>>>
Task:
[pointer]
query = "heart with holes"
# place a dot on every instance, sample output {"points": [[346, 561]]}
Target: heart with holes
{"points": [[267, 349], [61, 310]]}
<<<
▶ TASK DESCRIPTION:
Copy the data above line for line, without changing anything.

▶ THE RESULT:
Task:
[pointer]
query = "heart with holes"
# place a dot on every instance, sample output {"points": [[346, 561]]}
Target: heart with holes
{"points": [[267, 349], [61, 310]]}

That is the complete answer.